Hi Marsha,

I just wanted to interject here as I do so often, unwelcome.

Suffering is the term used by the West to translate the word which is
phonetically written as Dukkha.  It is said that Buddha said that
"Life is Dukkha".  To state to a Western audience that life is
suffering would be like saying: "Christ died on the cross for our
sins".  For indeed, in the Christian West, we place much emphasis on
suffering, and elevate it to some God-like endeavor.  If on the other
hand we translate Dukkha as "Bitter", we come away with another view.
Life can be considered Bitter since as we apprehend it, there seems to
be something lacking.  Lacking is our apprehention of the "sweetness"
which lies underneath.  Therefore, Buddha provided a method for
increasing the sweetness of life, and thus dispelling that nagging
feeling of insufficiency or incompleteness present in popular
formulations of life.  So, life is not Suffering, never was, never
will be.  To say so will scare so many people away from Buddhism,
since they Know it is not suffering.

MoQ provides another way to present a grand scheme of the universe.

• INFORMATION SHOWN

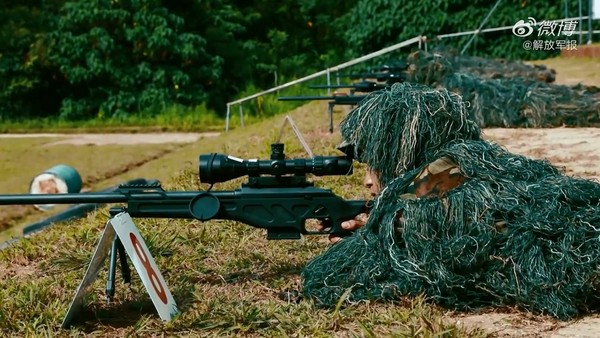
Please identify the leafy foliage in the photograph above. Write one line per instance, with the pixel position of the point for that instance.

• INSTRUCTIONS
**a.** Repeat the passage on Dukkha word for word, between "which lies underneath." and "is not suffering.", inclusive.
**b.** Carry on writing the passage on Dukkha, beginning right after its last sentence.
The material was gathered from a different source than the passage on Dukkha.

• TASK ANSWERS
**a.**
which lies underneath.  Therefore, Buddha provided a method for
increasing the sweetness of life, and thus dispelling that nagging
feeling of insufficiency or incompleteness present in popular
formulations of life.  So, life is not Suffering, never was, never
will be.  To say so will scare so many people away from Buddhism,
since they Know it is not suffering.

**b.**
It also has the potential to alleviate Dukkha.  Many in the West are
fine living life as it is presented to them in school.  Others are
dissatisfied and search for a better personal interpretation.  MoQ can
provide that, although it takes some unlearning to get it since it
doesn't just flow out of Western thought anymore than the tree of life
flows out of the Old Testament.

Yes, the eight-fold noble path does require some reasoning, but there
is of course much more involved than just intellectualizing.  You
mention insight as pertaining to soteriological study.  Insight within
the Buddhist practice is not a result of reading key ideas.  It is not
something that follows directly out of rational thought.  Insight is
like waking up after being asleep.  Being asleep does not prepare one
for waking up.  The concept of sleeping and waking is a pendulum
dichotomy that is part of this analogy.  Sleep does not disappear
forever once one wakes up, it mixes with waking in a cyclical fashion.

Gaining insight does not mean that one's previous insight is lost,
since it simply adds to what we are already aware of.  There is
nothing magical about insight either.  It happens every time you feel
hungry.  That hunger is then converted to thoughts, and you do
something about it.  Once insight is gained, one does something with
it, and it adds to one's life.  It is like like suddenly "getting"
one's relationship to a bicycle that one has been trying to learn how
to ride.  It is a hard thing to forget, but is is also not an end.  It
is just a useful tool for getting around when one doesn't want to
walk.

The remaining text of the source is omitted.